* [PROBLEM]
An exact copy of all the data is required, with pictures left out.

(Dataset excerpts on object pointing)

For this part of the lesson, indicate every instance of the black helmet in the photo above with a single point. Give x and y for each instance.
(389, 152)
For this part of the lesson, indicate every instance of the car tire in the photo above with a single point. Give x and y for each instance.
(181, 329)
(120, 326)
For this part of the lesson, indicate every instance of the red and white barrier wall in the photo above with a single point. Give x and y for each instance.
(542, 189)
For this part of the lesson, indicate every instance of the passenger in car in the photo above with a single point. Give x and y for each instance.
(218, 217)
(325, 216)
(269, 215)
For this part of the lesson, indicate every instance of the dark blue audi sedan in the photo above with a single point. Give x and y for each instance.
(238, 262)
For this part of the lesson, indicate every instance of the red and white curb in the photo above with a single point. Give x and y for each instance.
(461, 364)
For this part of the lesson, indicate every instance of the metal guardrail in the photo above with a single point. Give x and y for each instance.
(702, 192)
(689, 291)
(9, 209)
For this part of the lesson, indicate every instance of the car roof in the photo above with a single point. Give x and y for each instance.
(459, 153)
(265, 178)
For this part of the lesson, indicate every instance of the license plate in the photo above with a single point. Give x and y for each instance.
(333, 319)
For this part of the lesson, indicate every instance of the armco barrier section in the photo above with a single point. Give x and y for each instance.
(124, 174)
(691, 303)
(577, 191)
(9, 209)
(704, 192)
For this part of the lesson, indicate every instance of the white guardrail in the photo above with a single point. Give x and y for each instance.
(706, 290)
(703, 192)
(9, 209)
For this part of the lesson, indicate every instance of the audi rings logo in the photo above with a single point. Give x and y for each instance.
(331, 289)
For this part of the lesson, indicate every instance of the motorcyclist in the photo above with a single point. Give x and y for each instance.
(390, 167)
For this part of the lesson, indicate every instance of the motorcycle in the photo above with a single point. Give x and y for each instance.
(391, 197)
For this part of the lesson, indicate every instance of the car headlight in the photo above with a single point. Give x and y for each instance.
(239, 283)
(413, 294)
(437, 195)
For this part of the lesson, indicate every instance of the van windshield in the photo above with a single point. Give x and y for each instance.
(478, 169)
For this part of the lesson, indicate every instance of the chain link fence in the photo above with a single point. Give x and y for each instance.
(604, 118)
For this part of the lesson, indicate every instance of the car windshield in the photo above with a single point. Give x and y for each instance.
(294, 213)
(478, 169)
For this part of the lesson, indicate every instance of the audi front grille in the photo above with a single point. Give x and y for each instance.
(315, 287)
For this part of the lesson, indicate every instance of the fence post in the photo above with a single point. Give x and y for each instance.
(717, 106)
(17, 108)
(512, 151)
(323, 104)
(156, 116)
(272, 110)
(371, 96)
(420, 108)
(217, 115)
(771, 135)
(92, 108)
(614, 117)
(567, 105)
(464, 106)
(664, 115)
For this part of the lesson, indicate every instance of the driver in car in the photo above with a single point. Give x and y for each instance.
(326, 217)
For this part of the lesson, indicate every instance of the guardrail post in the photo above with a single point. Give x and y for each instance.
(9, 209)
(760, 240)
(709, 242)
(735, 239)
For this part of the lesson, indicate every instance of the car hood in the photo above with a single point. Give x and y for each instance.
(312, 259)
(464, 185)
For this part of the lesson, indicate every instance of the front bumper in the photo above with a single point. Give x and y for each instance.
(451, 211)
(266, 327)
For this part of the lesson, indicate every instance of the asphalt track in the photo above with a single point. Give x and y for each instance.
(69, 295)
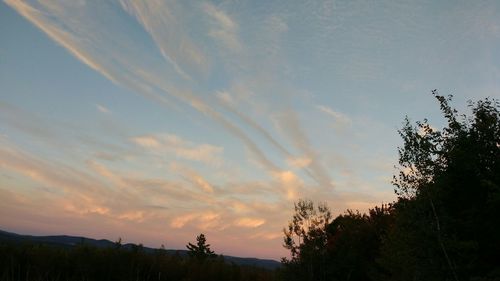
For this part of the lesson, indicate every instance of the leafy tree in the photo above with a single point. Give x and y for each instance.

* [RESULT]
For this part of the lesson, indicate every instance of the black helmet in the photo above with a single point. Give x and y for each instance.
(389, 152)
For this part of the lesson, indicate every instance of the car tire in the photo above with a single point. Give x and y for each instance.
(181, 329)
(120, 326)
For this part of the lesson, indicate every instance of the red and white barrier wall in the photo above with a single point. Give x and y for each instance.
(542, 189)
For this part of the lesson, indicate every instance of the passenger in car in the photo above with a single point. Give x and y for each instance.
(218, 217)
(325, 216)
(269, 215)
For this part of the lesson, indicate every instance of the dark blue audi sedan in the photo above with a single point. Give x and y for each instance.
(238, 262)
For this part of the lesson, indicate every instance of the red and white curb in the photo above with a single point. Give x and y for each instance.
(461, 364)
For this part of the lesson, indicate every instance of the metal guardrail in the photo above with a single point. Give x and y for each instance.
(702, 192)
(689, 291)
(9, 209)
For this part of the lesson, indicate every instance of the car roof in the photo above with a single point. Give x and y for each instance.
(459, 153)
(265, 178)
For this part of the lesson, indicate every instance of the license plate in the photo above with a single point. Give x and y for each instance.
(333, 319)
For this part of the lesson, indicate every instance of the armco barrier section in the photo above with a single point. Give x and y for each instance.
(124, 174)
(691, 303)
(577, 191)
(9, 209)
(704, 192)
For this part of the lesson, indicate every instance of the white guardrail in the photo above with a single point. Give x and y for each instance.
(706, 290)
(703, 192)
(9, 209)
For this part of the lesson, indicate every instance of the audi rings logo in the photo above with a single point. Give x and y for each instance.
(331, 289)
For this part of the lesson, indicate every instance of the motorcyclist in the photo above with a single point. Give x and y for each instance.
(390, 167)
For this part of the lesson, indicate every instance of the motorcycle in the photo above with a single point. Give x and y for each instance.
(391, 197)
For this part of the lesson, indicate every instance of the car headlight in the photo above with a single point. Give x and y for each instance.
(239, 283)
(413, 294)
(437, 195)
For this part of the lesson, indicate every instance of the van windshield in the photo above with a single point. Give x and y for each instance.
(478, 169)
For this part of the lesson, indicate every instance of the chain link fence in the photo above with a single point. Give x and y for each instance.
(604, 118)
For this part of the lesson, indicate every instance of the car windshield in the photo above with a single point. Give x and y for each instance.
(294, 213)
(478, 169)
For this part of the lesson, indicate every instance of the audi front grille in the photo above with a single point. Give x and y for each instance.
(315, 287)
For this part of the lesson, indicate every instance of the fence post in the photo above with a single point. Give x and y for each instance.
(717, 106)
(17, 108)
(512, 151)
(323, 104)
(156, 116)
(272, 110)
(371, 96)
(420, 108)
(217, 115)
(771, 135)
(92, 108)
(614, 117)
(567, 105)
(464, 106)
(664, 115)
For this part of the lesson, indicate every instance of the driver in car in the photo above with a single point. Give x and y for each instance.
(326, 217)
For this part of the lesson, indicate every instance of the guardrail post in the photo above with a single point. Give x and y for each instance.
(9, 209)
(760, 240)
(709, 242)
(735, 239)
For this part of the lesson, indicate every instance of the car hood in the photo above with a single point. Give x and y for each instance.
(312, 259)
(464, 185)
For this part of the lesson, indicate every instance of the front bumper in the photo above with a single point. Give x and y for each instance.
(451, 211)
(266, 327)
For this part of the lesson, indicate every instance of the asphalt track in the photo above with a single point. Give x and y for each instance.
(69, 295)
For this part of the lesson, indicate every instance of the leafy tree in the photo above with a single point. Give x and y for each instance.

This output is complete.